Task to carry out. In the equine disease report, which country reported its first recorded case of surra?

Selected excerpt.
:::::

The International Collating Centre, Newmarket, confirmed the following disease outbreaks.

 Equine-2 influenza was reported from Denmark, France, Sweden and the United Kingdom. Cases of EHV-1 abortion were confirmed from Denmark, France, Germany, Ireland, Switzerland and Sweden. Multiple cases on the same farm were reported from Italy, Japan and the United States. Strangles as usual was widespread, reported from Denmark, Ireland, Italy, New Zealand, Sweden, United Kingdom and the United States. Singapore reported a case of a horse in quarantine recently arrived from Australia.

 Salmonellosis was reported among horses in Ireland, Japan, New Zealand and Switzerland involving serotypes typhimurium, dublin, infantis, hindmarsh and abortus equi.

 African Horse Sickness was reported from South Africa involving serotypes 1, 2, 4 and 7.

 The United Arab Emirates reported a case of surra caused by Trypanosoma evansi in an Arab horse. This was the first recorded case in the country; the affected animal also tested positive for equine piroplasmosis.

 (in this issue) 


Endophyte Toxicity: A Cause of Foal Mortality

A Thoroughbred stud farm in Argentina experienced losses among newborn foals in 1995.

 Fatalities commenced at the end of July and continued until November with 26 foal deaths from 71 mares that foaled. Two thirds of the foals were born with signs of dysmaturity including weakness, lack of the suck reflex, lying down for extended periods and inability to stand without assistance. Within 24 hours many foals developed jaundiced mucous membranes and retention of meconium. Blood profiles revealed low IgG levels, neutropenia, uremia and elevated bilirubin levels.

:::::

Provided material.
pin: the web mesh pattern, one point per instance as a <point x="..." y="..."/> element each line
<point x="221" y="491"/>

:::::

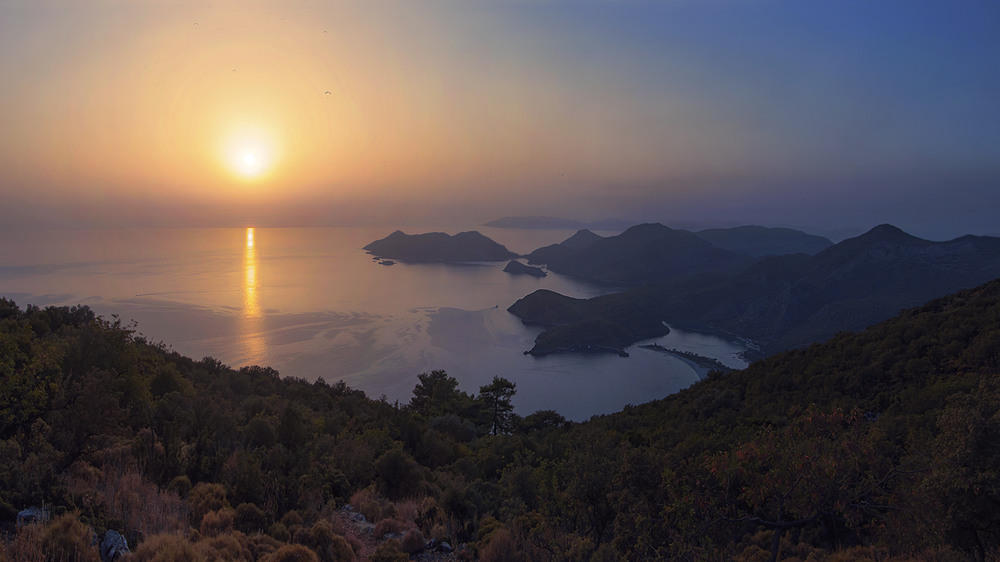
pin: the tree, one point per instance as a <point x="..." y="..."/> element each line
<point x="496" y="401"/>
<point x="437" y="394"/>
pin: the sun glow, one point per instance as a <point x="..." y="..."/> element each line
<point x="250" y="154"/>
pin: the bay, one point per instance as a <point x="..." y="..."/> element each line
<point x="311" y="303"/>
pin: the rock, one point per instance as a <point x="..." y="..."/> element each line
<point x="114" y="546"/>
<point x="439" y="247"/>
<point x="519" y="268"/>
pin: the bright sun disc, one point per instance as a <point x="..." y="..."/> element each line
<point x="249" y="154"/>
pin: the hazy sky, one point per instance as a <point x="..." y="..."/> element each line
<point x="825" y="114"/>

:::::

Answer to the exercise. The United Arab Emirates